**Task statement**
Work out how many lines in the records contain the word "with", and give that number alone.

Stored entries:
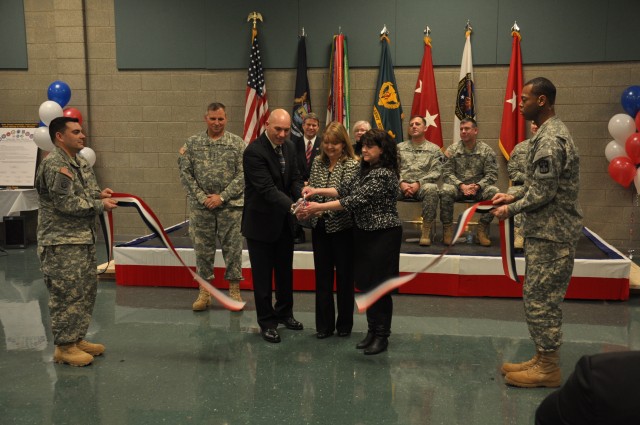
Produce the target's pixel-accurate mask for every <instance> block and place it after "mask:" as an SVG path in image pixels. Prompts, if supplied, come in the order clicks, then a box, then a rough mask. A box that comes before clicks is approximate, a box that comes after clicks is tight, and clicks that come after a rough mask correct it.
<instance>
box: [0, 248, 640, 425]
mask: <svg viewBox="0 0 640 425" xmlns="http://www.w3.org/2000/svg"><path fill="white" fill-rule="evenodd" d="M0 255H2V254H0ZM196 292H197V291H196V290H195V289H193V290H191V289H174V288H153V287H123V286H117V285H116V284H115V283H114V282H112V281H101V282H100V283H99V294H98V300H97V305H96V308H95V312H94V317H93V323H92V325H91V328H90V335H89V338H88V339H90V340H93V341H97V342H101V343H104V344H105V345H106V346H107V352H106V353H105V355H104V356H102V357H99V358H97V359H96V360H95V362H94V364H93V365H91V366H89V367H85V368H73V367H70V366H64V365H57V364H54V363H53V362H52V353H53V345H52V343H51V332H50V325H49V319H48V310H47V292H46V289H45V287H44V284H43V282H42V277H41V274H40V271H39V269H38V263H37V259H36V255H35V247H34V246H30V247H29V248H27V249H26V250H10V251H8V253H7V254H6V255H2V256H0V320H1V321H2V326H1V327H0V424H3V425H4V424H132V425H142V424H270V425H276V424H354V425H355V424H446V425H452V424H459V425H472V424H532V423H533V417H534V412H535V408H536V406H537V405H538V404H539V403H540V401H541V400H542V399H543V398H544V397H545V396H546V395H547V394H549V393H550V392H551V390H549V389H517V388H511V387H508V386H505V385H504V383H503V380H502V377H501V375H500V372H499V365H500V364H501V362H502V361H503V360H520V359H525V358H527V356H530V355H531V354H532V345H531V342H530V341H529V339H528V334H527V329H526V327H525V325H524V317H523V312H522V305H521V301H520V300H517V299H491V298H449V297H435V296H417V295H397V296H394V305H395V310H394V319H393V325H392V331H393V334H392V336H391V339H390V346H389V351H388V352H386V353H383V354H381V355H378V356H364V355H362V352H361V351H358V350H356V349H355V348H354V346H355V344H356V342H357V341H358V340H359V339H360V338H361V337H362V336H363V332H364V330H365V326H366V324H365V320H364V316H363V315H360V314H357V313H356V317H355V328H354V333H353V334H352V335H351V337H349V338H337V337H332V338H328V339H325V340H318V339H316V338H315V336H314V333H315V329H314V297H313V294H312V293H305V292H297V293H296V294H295V316H296V318H297V319H298V320H300V321H302V322H303V323H304V325H305V330H304V331H302V332H295V331H289V330H287V329H284V328H281V329H282V330H281V336H282V339H283V341H282V343H281V344H269V343H267V342H264V341H263V340H262V339H261V338H260V335H259V333H258V328H257V324H256V321H255V308H254V305H253V297H252V293H251V292H249V291H243V297H244V298H245V301H248V303H247V307H246V309H245V311H243V312H240V313H231V312H228V311H226V310H223V309H221V308H220V307H219V306H218V305H214V306H213V308H211V309H210V310H208V311H206V312H202V313H194V312H192V311H191V302H192V301H193V300H194V298H195V296H196ZM564 314H565V325H564V335H565V344H564V346H563V350H562V370H563V375H564V377H565V378H566V377H567V376H568V374H569V373H570V372H571V371H572V370H573V366H574V364H575V362H576V361H577V360H578V359H579V358H580V356H581V355H583V354H593V353H599V352H606V351H620V350H628V349H640V298H639V297H638V296H633V295H632V297H631V299H630V300H629V301H627V302H607V301H567V302H566V303H565V304H564Z"/></svg>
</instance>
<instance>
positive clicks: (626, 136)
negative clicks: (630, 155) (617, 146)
mask: <svg viewBox="0 0 640 425" xmlns="http://www.w3.org/2000/svg"><path fill="white" fill-rule="evenodd" d="M635 132H636V123H635V122H634V120H633V118H631V117H630V116H629V115H627V114H616V115H614V116H613V117H611V119H610V120H609V134H611V137H613V138H614V139H615V140H616V142H618V143H621V144H622V145H623V146H624V144H625V143H626V142H627V137H629V136H630V135H631V134H633V133H635Z"/></svg>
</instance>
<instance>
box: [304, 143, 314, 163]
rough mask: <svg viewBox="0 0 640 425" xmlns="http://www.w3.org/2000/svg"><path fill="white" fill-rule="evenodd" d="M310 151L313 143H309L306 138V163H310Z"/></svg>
mask: <svg viewBox="0 0 640 425" xmlns="http://www.w3.org/2000/svg"><path fill="white" fill-rule="evenodd" d="M311 152H313V143H311V140H307V151H306V152H305V154H306V155H307V165H310V162H311Z"/></svg>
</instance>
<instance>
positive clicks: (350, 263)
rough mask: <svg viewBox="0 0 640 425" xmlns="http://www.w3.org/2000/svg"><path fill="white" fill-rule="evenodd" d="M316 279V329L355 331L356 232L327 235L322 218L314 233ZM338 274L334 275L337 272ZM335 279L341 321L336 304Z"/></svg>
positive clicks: (337, 273) (313, 250) (327, 233)
mask: <svg viewBox="0 0 640 425" xmlns="http://www.w3.org/2000/svg"><path fill="white" fill-rule="evenodd" d="M311 235H312V245H313V262H314V266H315V277H316V329H317V331H318V332H324V333H332V332H333V331H335V330H336V329H337V330H338V332H351V328H353V298H354V287H353V253H354V251H353V230H352V229H346V230H342V231H339V232H335V233H327V232H326V228H325V222H324V220H323V219H320V220H318V223H317V224H316V227H314V228H313V230H312V231H311ZM334 271H335V273H334ZM334 277H335V284H336V297H337V310H338V318H337V320H336V313H335V310H336V309H335V306H334V301H333V283H334Z"/></svg>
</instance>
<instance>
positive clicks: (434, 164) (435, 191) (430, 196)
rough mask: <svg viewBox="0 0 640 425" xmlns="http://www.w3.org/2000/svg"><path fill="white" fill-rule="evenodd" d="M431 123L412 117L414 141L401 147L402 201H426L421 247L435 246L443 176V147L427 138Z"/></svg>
mask: <svg viewBox="0 0 640 425" xmlns="http://www.w3.org/2000/svg"><path fill="white" fill-rule="evenodd" d="M425 131H427V121H426V120H425V119H424V118H422V117H420V116H414V117H411V120H410V121H409V136H410V137H411V140H408V141H406V142H402V143H400V144H399V145H398V153H399V154H400V191H399V193H398V200H403V199H410V200H411V199H415V200H418V201H421V202H422V236H420V242H419V243H420V245H423V246H429V245H431V226H432V225H433V221H434V220H435V219H436V212H437V208H438V185H437V183H438V180H439V179H440V177H441V176H442V163H443V162H444V155H443V153H442V151H441V150H440V148H439V147H438V146H437V145H435V144H433V143H431V142H430V141H428V140H427V139H425V137H424V133H425Z"/></svg>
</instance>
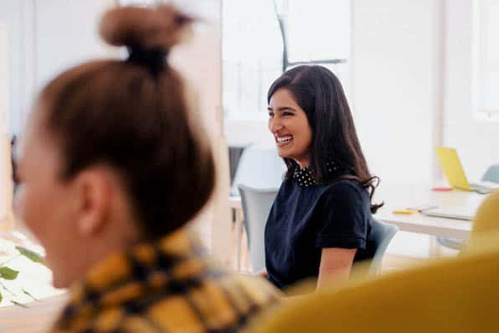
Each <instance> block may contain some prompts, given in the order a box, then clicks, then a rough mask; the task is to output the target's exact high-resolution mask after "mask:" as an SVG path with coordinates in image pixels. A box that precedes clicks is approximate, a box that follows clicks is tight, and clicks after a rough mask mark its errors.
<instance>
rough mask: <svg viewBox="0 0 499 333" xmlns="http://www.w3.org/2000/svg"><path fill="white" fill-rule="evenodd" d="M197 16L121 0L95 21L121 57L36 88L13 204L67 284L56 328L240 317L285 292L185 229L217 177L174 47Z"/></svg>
mask: <svg viewBox="0 0 499 333" xmlns="http://www.w3.org/2000/svg"><path fill="white" fill-rule="evenodd" d="M193 21H194V20H193V18H192V17H191V16H190V15H187V14H185V13H183V12H180V11H178V10H177V9H176V8H175V7H172V6H168V5H163V6H157V7H150V8H141V7H118V8H115V9H112V10H110V11H108V12H107V13H106V15H105V16H104V17H103V20H102V23H101V26H100V33H101V36H102V38H103V39H104V40H105V41H106V42H107V43H108V44H110V45H113V46H125V47H127V49H128V51H129V54H128V57H127V58H126V59H124V60H121V59H102V60H94V61H91V62H87V63H83V64H81V65H78V66H76V67H72V68H70V69H68V70H66V71H65V72H63V73H61V74H60V75H58V76H57V77H55V78H54V79H52V80H51V81H50V82H49V83H48V84H47V85H46V86H45V87H44V88H43V89H42V91H41V93H40V95H39V96H38V98H37V100H36V103H35V104H34V107H33V112H32V114H31V115H30V118H29V121H28V126H27V130H26V137H25V141H24V146H23V150H22V154H21V159H20V164H19V171H20V172H19V176H20V180H21V187H20V189H19V212H20V216H21V218H22V219H23V220H24V221H25V223H26V225H27V226H28V227H29V228H30V229H31V230H32V231H33V233H34V234H35V235H36V236H37V238H38V239H39V240H40V242H41V244H42V245H43V247H44V248H45V250H46V260H47V264H48V266H49V267H50V268H51V269H52V270H53V273H54V285H55V286H57V287H69V286H72V287H73V288H72V292H71V295H70V300H69V303H68V304H67V306H66V308H65V310H64V311H63V313H62V315H61V317H60V318H59V319H58V321H57V322H56V325H55V328H54V331H55V332H61V331H63V332H89V331H96V332H124V331H126V332H149V331H154V332H163V331H166V332H213V331H231V332H235V331H238V330H239V329H241V328H242V327H243V326H244V325H245V324H246V322H247V321H248V319H249V318H250V317H251V316H252V315H254V314H256V313H258V312H259V311H260V310H261V309H263V308H265V307H268V306H271V305H273V304H275V303H277V302H278V294H277V293H276V292H275V290H274V289H273V288H272V286H270V285H268V284H267V283H266V282H265V281H263V280H258V279H253V278H250V277H241V276H236V275H234V274H232V273H230V272H228V271H226V270H224V269H222V268H220V267H219V266H218V265H214V264H213V263H212V262H211V260H210V259H209V258H208V257H207V254H206V252H205V250H204V249H203V247H202V246H201V245H200V243H199V240H198V239H197V237H195V236H194V235H192V233H191V232H189V231H188V230H186V228H185V225H186V224H187V223H188V222H190V221H191V220H192V219H193V218H194V217H195V216H196V215H197V214H198V213H199V212H200V210H201V209H202V208H203V207H204V206H205V205H206V203H207V202H208V200H209V199H210V197H211V195H212V193H213V190H214V186H215V165H214V158H213V156H212V149H211V146H210V145H209V142H208V141H207V140H205V137H206V133H205V132H204V131H203V129H202V128H201V127H200V126H199V123H198V122H197V120H199V119H198V118H199V117H195V116H193V112H194V110H192V109H191V107H192V103H190V100H188V98H187V96H186V84H185V82H184V79H183V78H182V76H181V75H180V74H179V73H178V72H177V71H176V70H175V69H174V68H173V67H172V66H170V64H169V58H168V54H169V53H170V50H171V49H173V48H174V47H175V45H177V44H178V43H179V42H181V41H182V40H183V39H184V37H185V36H186V35H189V32H190V29H189V27H190V25H191V23H192V22H193Z"/></svg>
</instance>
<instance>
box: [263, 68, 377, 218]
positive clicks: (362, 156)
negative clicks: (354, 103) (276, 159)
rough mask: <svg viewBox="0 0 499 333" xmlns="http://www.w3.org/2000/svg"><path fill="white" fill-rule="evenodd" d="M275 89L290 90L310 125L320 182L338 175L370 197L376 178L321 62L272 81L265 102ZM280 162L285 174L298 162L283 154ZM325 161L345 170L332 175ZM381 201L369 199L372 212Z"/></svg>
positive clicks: (327, 182)
mask: <svg viewBox="0 0 499 333" xmlns="http://www.w3.org/2000/svg"><path fill="white" fill-rule="evenodd" d="M279 89H287V90H288V91H289V92H291V94H292V95H293V97H294V98H295V100H296V102H297V103H298V105H299V106H300V107H301V108H302V109H303V110H304V111H305V113H306V115H307V119H308V122H309V124H310V127H311V129H312V144H311V161H310V168H311V170H312V172H314V174H315V176H316V178H317V180H318V181H319V182H320V183H331V182H333V181H335V180H338V179H350V180H354V181H357V182H358V183H359V184H361V186H363V187H364V188H366V189H367V190H368V192H369V195H370V198H371V200H372V197H373V195H374V191H375V189H376V187H377V185H378V182H379V178H378V177H376V176H373V175H371V173H370V172H369V169H368V167H367V163H366V159H365V157H364V154H363V153H362V149H361V147H360V143H359V139H358V137H357V132H356V130H355V125H354V122H353V118H352V113H351V112H350V107H349V106H348V102H347V99H346V96H345V93H344V91H343V87H342V86H341V83H340V81H339V80H338V78H337V77H336V76H335V75H334V74H333V73H332V72H331V71H330V70H328V69H327V68H325V67H322V66H298V67H295V68H293V69H291V70H289V71H287V72H286V73H284V74H283V75H281V76H280V77H279V78H278V79H277V80H276V81H274V83H273V84H272V86H271V87H270V89H269V92H268V94H267V101H268V103H270V99H271V98H272V96H273V95H274V93H275V92H276V91H278V90H279ZM284 162H285V163H286V166H287V168H288V171H287V172H286V178H289V177H291V175H292V173H293V171H294V170H295V169H296V168H297V167H298V165H297V163H296V162H295V161H294V160H292V159H290V158H284ZM327 162H334V163H335V164H336V165H337V166H338V167H339V168H340V170H345V172H344V173H342V174H340V175H339V176H338V175H337V174H336V175H334V176H333V178H332V177H331V176H330V175H331V173H329V172H328V170H327V168H328V167H327V165H326V163H327ZM382 205H383V204H372V203H371V212H372V213H375V212H376V211H377V210H378V208H379V207H381V206H382Z"/></svg>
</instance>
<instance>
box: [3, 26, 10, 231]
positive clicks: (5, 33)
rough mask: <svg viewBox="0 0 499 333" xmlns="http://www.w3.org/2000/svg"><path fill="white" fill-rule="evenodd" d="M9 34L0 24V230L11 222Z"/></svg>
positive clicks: (4, 229) (9, 223)
mask: <svg viewBox="0 0 499 333" xmlns="http://www.w3.org/2000/svg"><path fill="white" fill-rule="evenodd" d="M7 45H8V36H7V29H6V27H5V26H2V25H0V230H2V231H3V230H6V229H8V228H9V227H10V226H11V224H12V220H11V214H10V212H11V210H10V207H11V204H12V179H11V174H12V173H11V165H10V149H9V147H10V146H9V136H8V110H9V102H8V84H7V83H8V73H7V72H8V65H7V64H8V57H7Z"/></svg>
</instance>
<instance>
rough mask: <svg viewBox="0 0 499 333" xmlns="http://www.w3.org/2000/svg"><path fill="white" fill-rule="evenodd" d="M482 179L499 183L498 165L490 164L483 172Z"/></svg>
mask: <svg viewBox="0 0 499 333" xmlns="http://www.w3.org/2000/svg"><path fill="white" fill-rule="evenodd" d="M482 181H483V182H493V183H499V165H491V166H490V167H489V168H488V169H487V171H485V173H484V174H483V177H482Z"/></svg>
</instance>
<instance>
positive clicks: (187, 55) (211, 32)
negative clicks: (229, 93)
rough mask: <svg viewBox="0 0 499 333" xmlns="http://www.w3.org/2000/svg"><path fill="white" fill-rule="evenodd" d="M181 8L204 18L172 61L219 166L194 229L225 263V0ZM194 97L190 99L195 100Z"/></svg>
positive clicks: (198, 0) (218, 257) (226, 169)
mask: <svg viewBox="0 0 499 333" xmlns="http://www.w3.org/2000/svg"><path fill="white" fill-rule="evenodd" d="M176 2H177V3H178V5H179V6H181V7H182V8H184V9H185V10H188V11H189V12H192V13H193V14H194V15H195V16H196V17H199V18H201V23H200V24H197V25H195V29H194V35H193V39H192V40H191V41H189V42H188V43H184V44H181V45H179V46H178V47H177V48H175V49H174V50H173V52H172V54H171V57H170V62H171V64H172V65H173V66H174V67H176V68H177V69H178V70H179V71H180V72H181V73H182V74H183V75H184V77H186V78H187V79H188V82H189V87H190V89H191V90H193V92H194V93H195V94H196V95H197V98H195V99H197V103H196V105H195V106H194V107H195V111H196V116H199V117H200V118H201V119H202V120H203V122H204V125H205V127H206V129H207V130H208V136H209V138H205V139H206V140H210V141H211V142H212V145H213V148H214V156H215V162H216V166H217V187H216V189H215V193H214V195H213V198H212V200H211V202H210V203H209V204H208V205H207V207H206V208H205V210H204V212H203V213H202V214H200V216H198V217H197V219H195V221H194V223H193V224H192V226H193V227H194V229H195V230H196V231H197V232H198V233H199V234H200V236H201V238H202V239H203V241H204V242H205V245H207V247H208V248H209V249H210V250H211V251H212V253H213V254H214V255H215V256H216V257H217V258H218V260H220V261H221V262H223V263H224V264H229V262H230V260H231V259H232V257H233V256H232V252H231V246H232V243H231V230H232V224H231V221H230V209H229V206H228V201H227V198H228V197H229V167H228V163H229V162H228V154H227V144H226V142H225V138H224V136H223V128H222V124H223V121H222V117H223V115H222V40H221V38H222V35H221V12H222V10H221V6H222V2H221V0H202V1H200V0H197V1H192V0H184V1H181V0H178V1H176ZM193 99H194V98H190V100H193Z"/></svg>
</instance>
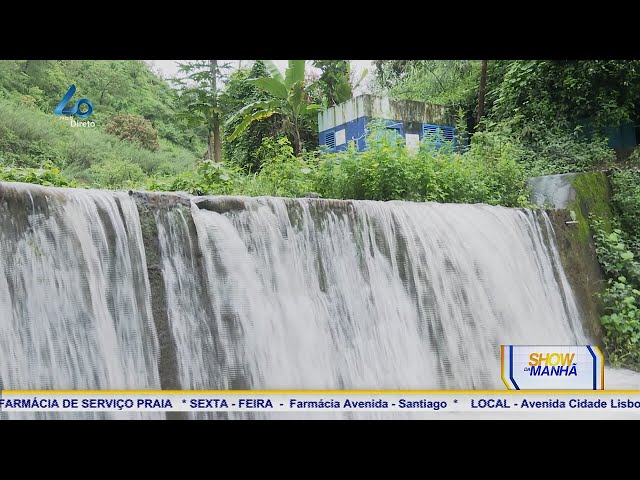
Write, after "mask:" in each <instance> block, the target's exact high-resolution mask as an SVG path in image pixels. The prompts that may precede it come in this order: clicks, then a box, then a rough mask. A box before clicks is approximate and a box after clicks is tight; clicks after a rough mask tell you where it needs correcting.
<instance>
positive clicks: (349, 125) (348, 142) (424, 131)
mask: <svg viewBox="0 0 640 480" xmlns="http://www.w3.org/2000/svg"><path fill="white" fill-rule="evenodd" d="M370 121H371V118H369V117H360V118H357V119H355V120H352V121H350V122H347V123H343V124H342V125H337V126H335V127H332V128H330V129H327V130H324V131H322V132H320V133H319V140H320V146H321V147H323V148H324V149H325V150H326V151H329V152H338V151H341V150H346V149H347V147H348V145H349V143H350V142H351V141H355V142H356V144H357V148H358V151H362V150H364V149H365V148H366V136H367V134H368V131H367V129H366V128H367V125H368V123H369V122H370ZM383 122H384V123H385V125H386V126H387V128H388V129H390V130H395V131H396V132H397V133H398V135H400V136H401V137H402V138H403V139H404V138H405V127H404V122H402V121H400V120H391V119H384V120H383ZM343 129H344V130H345V137H346V143H344V144H343V145H336V146H334V140H333V139H335V133H336V132H337V131H339V130H343ZM436 129H440V131H441V137H443V139H444V140H446V141H453V144H454V146H455V129H454V128H453V127H451V126H448V125H431V124H426V123H425V124H423V125H422V128H421V129H420V131H419V132H418V135H419V137H420V140H422V139H423V138H424V136H425V134H429V132H435V131H436ZM441 146H442V141H438V142H436V148H440V147H441Z"/></svg>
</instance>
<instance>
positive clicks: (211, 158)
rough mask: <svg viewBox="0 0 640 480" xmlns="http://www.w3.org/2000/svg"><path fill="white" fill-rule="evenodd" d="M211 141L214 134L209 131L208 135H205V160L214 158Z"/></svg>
mask: <svg viewBox="0 0 640 480" xmlns="http://www.w3.org/2000/svg"><path fill="white" fill-rule="evenodd" d="M213 142H214V135H213V132H212V131H210V132H209V135H208V136H207V160H214V158H215V155H214V153H213V151H214V146H213Z"/></svg>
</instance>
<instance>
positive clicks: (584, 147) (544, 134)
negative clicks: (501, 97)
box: [473, 115, 616, 177]
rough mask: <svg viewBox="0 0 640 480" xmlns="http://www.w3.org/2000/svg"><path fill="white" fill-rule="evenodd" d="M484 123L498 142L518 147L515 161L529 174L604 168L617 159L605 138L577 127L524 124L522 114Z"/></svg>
mask: <svg viewBox="0 0 640 480" xmlns="http://www.w3.org/2000/svg"><path fill="white" fill-rule="evenodd" d="M485 126H486V131H487V132H491V135H494V136H496V138H499V139H500V141H501V143H508V144H511V145H512V146H513V147H514V148H516V149H517V157H518V161H519V163H521V164H522V166H523V167H524V169H525V171H526V173H527V176H530V177H535V176H539V175H553V174H557V173H569V172H585V171H590V170H593V169H594V168H598V167H603V168H606V167H607V166H608V165H610V164H611V163H612V162H614V161H615V158H616V157H615V152H614V150H613V149H611V148H609V146H608V144H607V140H606V139H604V138H603V137H592V138H590V137H587V136H586V135H585V134H583V133H582V130H581V129H580V128H577V129H575V130H573V131H571V132H569V131H566V130H563V129H562V128H560V127H551V128H548V127H547V126H545V124H543V123H540V122H539V123H534V122H529V123H523V120H522V118H521V115H515V116H514V117H513V118H511V119H509V120H505V121H501V122H497V123H496V122H491V121H487V122H486V124H485ZM477 136H478V134H476V135H474V137H473V140H474V141H476V140H477Z"/></svg>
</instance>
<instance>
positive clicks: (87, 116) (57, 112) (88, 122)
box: [53, 85, 96, 128]
mask: <svg viewBox="0 0 640 480" xmlns="http://www.w3.org/2000/svg"><path fill="white" fill-rule="evenodd" d="M75 93H76V86H75V85H71V86H70V87H69V90H67V93H65V95H64V97H62V100H60V103H58V106H56V108H54V109H53V113H54V114H55V115H58V116H59V118H60V120H64V121H68V122H69V126H71V127H72V128H95V126H96V122H94V121H91V120H76V119H75V118H74V117H78V118H79V119H85V118H88V117H89V116H91V114H92V113H93V103H91V100H89V99H88V98H81V99H79V100H78V101H77V102H76V103H75V104H73V106H71V107H68V106H67V103H69V101H70V100H71V98H72V97H73V95H74V94H75ZM81 106H85V107H86V109H84V110H82V109H81V108H80V107H81Z"/></svg>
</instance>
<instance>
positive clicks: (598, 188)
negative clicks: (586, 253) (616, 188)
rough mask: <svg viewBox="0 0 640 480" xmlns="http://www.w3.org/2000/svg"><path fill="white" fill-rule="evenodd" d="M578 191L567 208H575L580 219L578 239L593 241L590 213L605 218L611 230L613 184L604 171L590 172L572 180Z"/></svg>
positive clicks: (577, 175)
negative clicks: (611, 188)
mask: <svg viewBox="0 0 640 480" xmlns="http://www.w3.org/2000/svg"><path fill="white" fill-rule="evenodd" d="M571 185H572V186H573V188H574V190H575V191H576V198H575V200H574V201H573V202H571V204H569V206H568V207H567V210H573V211H574V212H575V214H576V220H577V221H578V240H579V241H580V242H582V243H588V242H590V241H591V237H592V231H591V226H590V223H589V215H590V214H591V215H594V216H596V217H598V218H601V219H602V220H603V226H604V228H605V229H606V230H607V231H611V228H612V227H611V220H612V219H613V212H612V210H611V186H610V185H609V179H608V178H607V176H606V175H605V174H604V173H602V172H590V173H584V174H580V175H576V177H575V178H574V179H573V181H572V182H571Z"/></svg>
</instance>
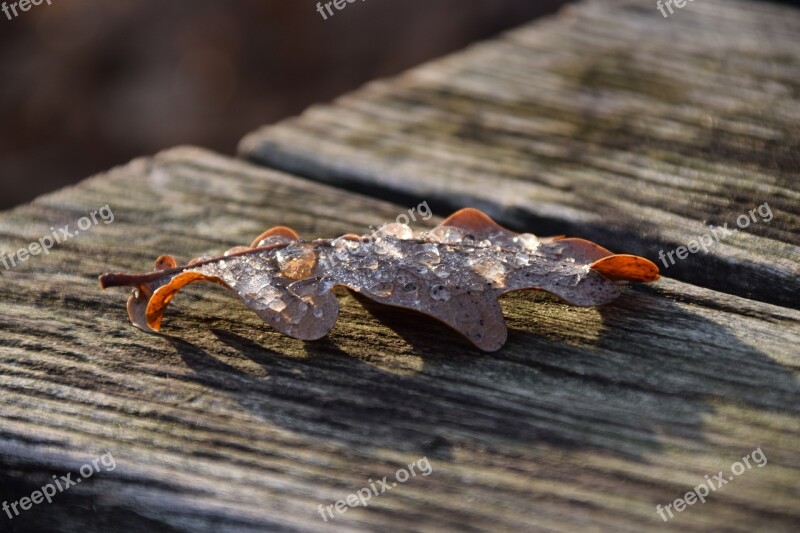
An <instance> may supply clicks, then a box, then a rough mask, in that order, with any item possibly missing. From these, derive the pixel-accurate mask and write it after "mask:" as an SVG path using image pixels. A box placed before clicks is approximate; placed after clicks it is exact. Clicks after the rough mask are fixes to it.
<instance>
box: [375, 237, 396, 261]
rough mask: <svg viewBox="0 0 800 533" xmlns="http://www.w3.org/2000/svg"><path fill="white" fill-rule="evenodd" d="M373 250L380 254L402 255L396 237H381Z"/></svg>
mask: <svg viewBox="0 0 800 533" xmlns="http://www.w3.org/2000/svg"><path fill="white" fill-rule="evenodd" d="M373 250H375V253H376V254H378V255H389V256H392V257H398V256H399V255H400V245H399V243H398V241H397V239H396V238H395V237H392V236H387V237H379V238H378V239H377V240H376V241H375V244H374V245H373Z"/></svg>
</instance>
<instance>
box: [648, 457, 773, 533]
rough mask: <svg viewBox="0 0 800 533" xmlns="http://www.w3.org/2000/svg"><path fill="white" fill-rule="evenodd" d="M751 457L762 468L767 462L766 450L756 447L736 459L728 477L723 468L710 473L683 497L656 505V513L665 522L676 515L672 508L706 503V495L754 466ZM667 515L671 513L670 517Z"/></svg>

**Response box**
2